- [STORED RECORDS]:
★ ★ ★

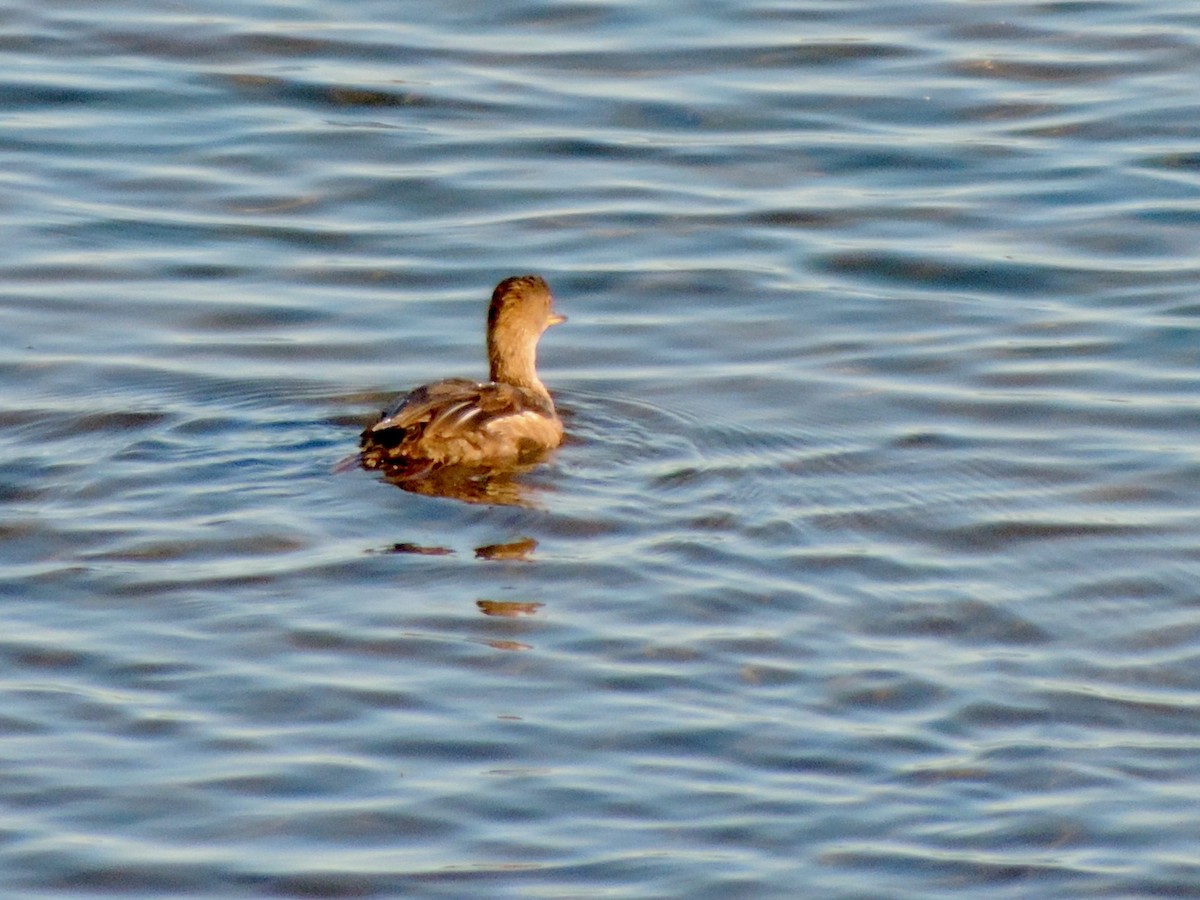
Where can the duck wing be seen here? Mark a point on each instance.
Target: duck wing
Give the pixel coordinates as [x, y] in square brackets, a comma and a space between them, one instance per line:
[459, 421]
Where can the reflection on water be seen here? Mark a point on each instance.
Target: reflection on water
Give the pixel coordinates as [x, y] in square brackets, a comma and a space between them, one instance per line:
[502, 487]
[870, 558]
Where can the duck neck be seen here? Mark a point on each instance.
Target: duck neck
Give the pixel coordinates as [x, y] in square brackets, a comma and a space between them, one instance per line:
[516, 366]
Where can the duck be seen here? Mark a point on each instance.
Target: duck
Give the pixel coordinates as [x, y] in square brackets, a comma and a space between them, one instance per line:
[505, 421]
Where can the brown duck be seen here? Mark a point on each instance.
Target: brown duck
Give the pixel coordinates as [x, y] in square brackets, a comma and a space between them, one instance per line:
[505, 421]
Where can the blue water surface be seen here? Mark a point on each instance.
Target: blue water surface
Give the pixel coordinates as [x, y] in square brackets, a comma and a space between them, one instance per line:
[870, 565]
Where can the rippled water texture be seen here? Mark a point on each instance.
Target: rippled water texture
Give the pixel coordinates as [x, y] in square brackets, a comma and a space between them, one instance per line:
[870, 568]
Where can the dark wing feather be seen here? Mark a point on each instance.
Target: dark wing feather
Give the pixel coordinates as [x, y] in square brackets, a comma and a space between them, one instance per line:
[459, 421]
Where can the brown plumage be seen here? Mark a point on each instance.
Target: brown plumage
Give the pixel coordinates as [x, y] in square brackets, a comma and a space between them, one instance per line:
[508, 420]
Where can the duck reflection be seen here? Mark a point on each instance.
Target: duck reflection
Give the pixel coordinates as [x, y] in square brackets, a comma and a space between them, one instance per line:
[502, 487]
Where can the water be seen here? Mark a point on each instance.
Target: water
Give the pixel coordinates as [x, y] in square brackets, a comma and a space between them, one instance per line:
[869, 569]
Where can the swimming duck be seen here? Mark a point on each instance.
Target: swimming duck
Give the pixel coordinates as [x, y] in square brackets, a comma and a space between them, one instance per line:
[508, 420]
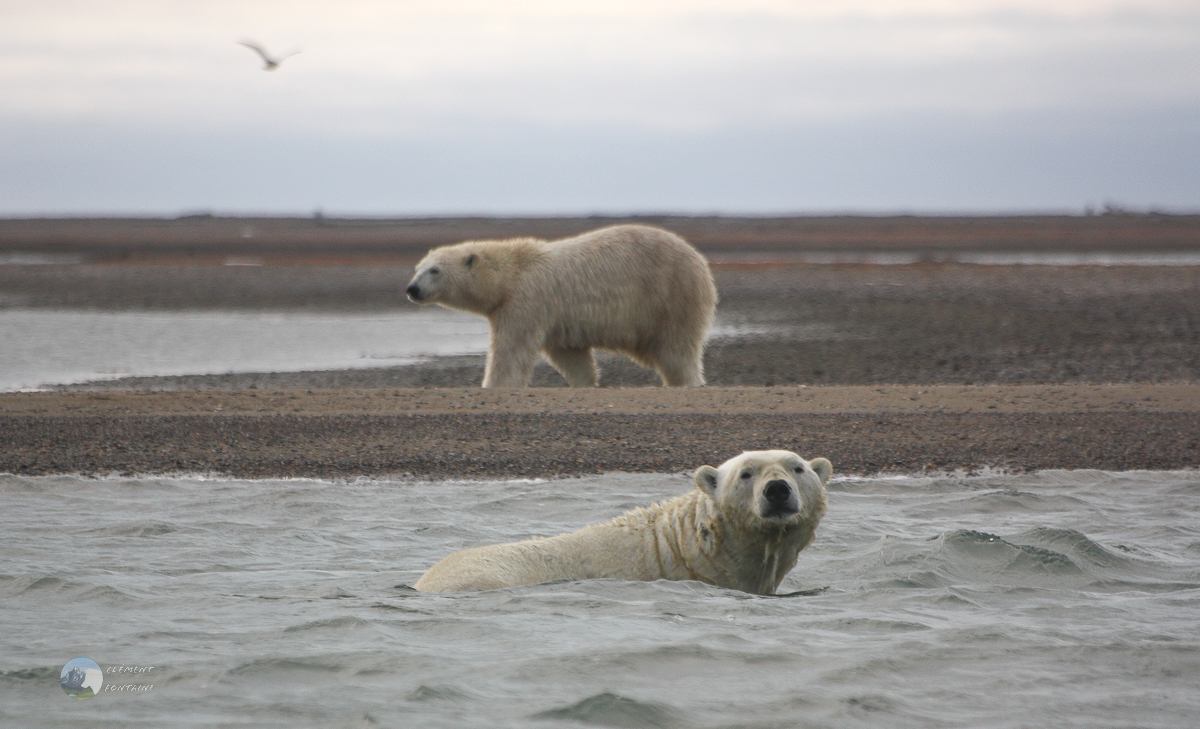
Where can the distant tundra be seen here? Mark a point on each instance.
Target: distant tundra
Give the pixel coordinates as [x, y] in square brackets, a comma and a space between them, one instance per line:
[633, 289]
[741, 528]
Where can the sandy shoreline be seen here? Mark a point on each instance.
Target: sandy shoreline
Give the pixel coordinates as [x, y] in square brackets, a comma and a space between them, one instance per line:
[467, 433]
[934, 365]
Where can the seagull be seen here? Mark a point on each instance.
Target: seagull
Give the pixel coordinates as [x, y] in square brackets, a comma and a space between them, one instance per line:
[270, 64]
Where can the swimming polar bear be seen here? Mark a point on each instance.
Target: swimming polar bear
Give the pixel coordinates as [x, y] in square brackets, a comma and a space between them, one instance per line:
[633, 289]
[742, 528]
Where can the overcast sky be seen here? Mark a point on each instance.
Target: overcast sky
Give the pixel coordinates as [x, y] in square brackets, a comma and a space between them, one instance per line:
[550, 107]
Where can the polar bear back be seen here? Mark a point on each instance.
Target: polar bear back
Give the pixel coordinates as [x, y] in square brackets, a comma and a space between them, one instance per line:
[625, 287]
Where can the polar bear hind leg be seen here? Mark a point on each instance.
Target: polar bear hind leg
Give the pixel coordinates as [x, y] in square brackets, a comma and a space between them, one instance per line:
[679, 367]
[577, 366]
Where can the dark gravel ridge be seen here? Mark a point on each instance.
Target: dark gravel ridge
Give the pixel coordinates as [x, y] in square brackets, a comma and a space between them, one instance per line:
[511, 445]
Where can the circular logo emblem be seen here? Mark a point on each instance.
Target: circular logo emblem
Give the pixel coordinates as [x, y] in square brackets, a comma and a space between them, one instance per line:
[82, 679]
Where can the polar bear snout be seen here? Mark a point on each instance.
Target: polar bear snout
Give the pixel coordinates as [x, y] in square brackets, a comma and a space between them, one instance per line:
[779, 499]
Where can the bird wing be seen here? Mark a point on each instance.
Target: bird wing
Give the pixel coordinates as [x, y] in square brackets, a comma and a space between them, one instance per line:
[258, 50]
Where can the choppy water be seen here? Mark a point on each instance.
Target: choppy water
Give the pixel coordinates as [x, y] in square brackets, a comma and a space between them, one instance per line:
[1045, 600]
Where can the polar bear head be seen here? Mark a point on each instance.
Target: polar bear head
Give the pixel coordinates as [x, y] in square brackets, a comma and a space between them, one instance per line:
[474, 276]
[768, 489]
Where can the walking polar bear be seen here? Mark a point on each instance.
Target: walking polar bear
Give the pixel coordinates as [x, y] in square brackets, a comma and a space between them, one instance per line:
[742, 528]
[637, 290]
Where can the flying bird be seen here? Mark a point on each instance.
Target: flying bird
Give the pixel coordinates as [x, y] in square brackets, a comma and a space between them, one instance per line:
[271, 64]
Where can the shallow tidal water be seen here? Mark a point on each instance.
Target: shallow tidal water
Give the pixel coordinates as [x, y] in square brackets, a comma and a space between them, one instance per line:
[1045, 600]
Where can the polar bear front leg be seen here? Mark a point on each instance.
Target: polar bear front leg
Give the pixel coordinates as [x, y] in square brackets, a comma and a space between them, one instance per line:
[511, 356]
[577, 366]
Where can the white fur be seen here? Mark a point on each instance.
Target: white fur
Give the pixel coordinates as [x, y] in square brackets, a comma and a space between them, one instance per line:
[724, 532]
[633, 289]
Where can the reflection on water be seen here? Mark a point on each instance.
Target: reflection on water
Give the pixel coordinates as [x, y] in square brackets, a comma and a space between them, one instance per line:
[48, 347]
[61, 347]
[1042, 600]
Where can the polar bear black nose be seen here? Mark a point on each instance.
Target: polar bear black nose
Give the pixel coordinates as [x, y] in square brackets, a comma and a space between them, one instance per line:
[778, 490]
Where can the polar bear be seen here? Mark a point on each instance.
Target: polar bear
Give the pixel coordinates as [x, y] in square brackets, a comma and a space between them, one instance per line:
[633, 289]
[742, 528]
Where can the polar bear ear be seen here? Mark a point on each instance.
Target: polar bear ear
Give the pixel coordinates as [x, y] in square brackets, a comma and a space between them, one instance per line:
[823, 469]
[707, 479]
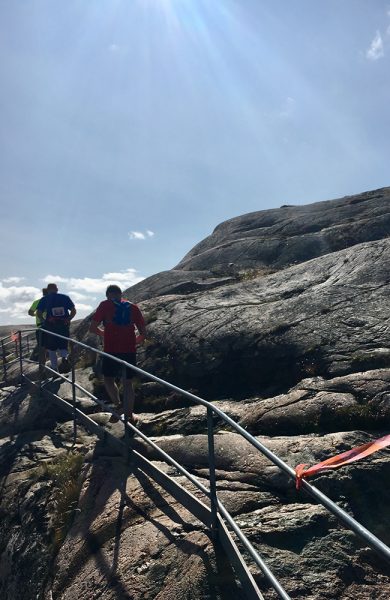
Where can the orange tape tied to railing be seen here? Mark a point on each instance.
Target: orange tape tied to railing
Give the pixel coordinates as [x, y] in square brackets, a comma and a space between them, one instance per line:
[344, 458]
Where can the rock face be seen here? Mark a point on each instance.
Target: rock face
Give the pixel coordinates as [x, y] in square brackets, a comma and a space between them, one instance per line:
[281, 318]
[271, 240]
[327, 316]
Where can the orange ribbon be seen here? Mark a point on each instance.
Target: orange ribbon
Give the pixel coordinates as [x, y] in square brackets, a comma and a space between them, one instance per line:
[344, 458]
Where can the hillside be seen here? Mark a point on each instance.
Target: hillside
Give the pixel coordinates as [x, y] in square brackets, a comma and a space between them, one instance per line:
[280, 317]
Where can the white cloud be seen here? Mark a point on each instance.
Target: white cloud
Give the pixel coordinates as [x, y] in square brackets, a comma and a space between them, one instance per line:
[376, 49]
[15, 302]
[80, 307]
[86, 293]
[140, 235]
[136, 235]
[77, 297]
[13, 279]
[14, 294]
[94, 285]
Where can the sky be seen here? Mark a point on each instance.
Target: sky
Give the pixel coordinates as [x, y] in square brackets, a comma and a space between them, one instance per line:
[129, 129]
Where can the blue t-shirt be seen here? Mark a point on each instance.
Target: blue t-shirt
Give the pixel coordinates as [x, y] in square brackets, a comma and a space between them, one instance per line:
[57, 306]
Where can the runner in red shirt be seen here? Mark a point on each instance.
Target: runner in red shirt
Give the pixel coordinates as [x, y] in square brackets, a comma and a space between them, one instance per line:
[118, 317]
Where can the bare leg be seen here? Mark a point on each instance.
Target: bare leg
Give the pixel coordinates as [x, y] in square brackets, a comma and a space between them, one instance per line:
[53, 359]
[130, 394]
[112, 390]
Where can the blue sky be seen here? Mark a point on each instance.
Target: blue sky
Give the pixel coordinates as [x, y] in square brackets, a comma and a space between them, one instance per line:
[130, 128]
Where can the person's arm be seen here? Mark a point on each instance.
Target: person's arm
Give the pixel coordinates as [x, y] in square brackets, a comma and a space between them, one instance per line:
[41, 308]
[97, 318]
[141, 327]
[94, 328]
[33, 308]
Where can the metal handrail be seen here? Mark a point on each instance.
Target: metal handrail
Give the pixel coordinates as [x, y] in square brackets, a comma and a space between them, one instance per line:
[216, 505]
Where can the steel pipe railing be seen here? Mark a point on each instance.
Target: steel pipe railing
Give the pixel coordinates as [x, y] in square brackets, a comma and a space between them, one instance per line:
[216, 505]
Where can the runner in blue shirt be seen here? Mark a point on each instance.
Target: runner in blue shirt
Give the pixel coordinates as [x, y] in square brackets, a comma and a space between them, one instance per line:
[59, 310]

★ ★ ★

- [TASK INSTRUCTIONS]: Return the lines beginning at the one that contains "Where can the metal" and continuing through the last line of the data, exactly as they stand and without any others.

- [ANSWER TO THE TASK]:
Where can the metal handrail be seen here? Mark a point on each instance.
Target: metal handrail
Give the pixel coordinates as [x, y] in square brackets, a comma and a space between them, one instance per line:
[216, 505]
Where can the steel pipe railing be seen here? Mark a point on each instance.
Target: steel pipe railing
Give the pixel coordinates as [x, y] in square brackets, a comma and a space between them, one instance per line:
[216, 505]
Where can the runner in blue shirt be seen here? Mark a point on each instance.
Target: runner in blue shirt
Give the pixel coordinates as [x, y] in square brackets, a comma and a space between them, one instance per line:
[59, 310]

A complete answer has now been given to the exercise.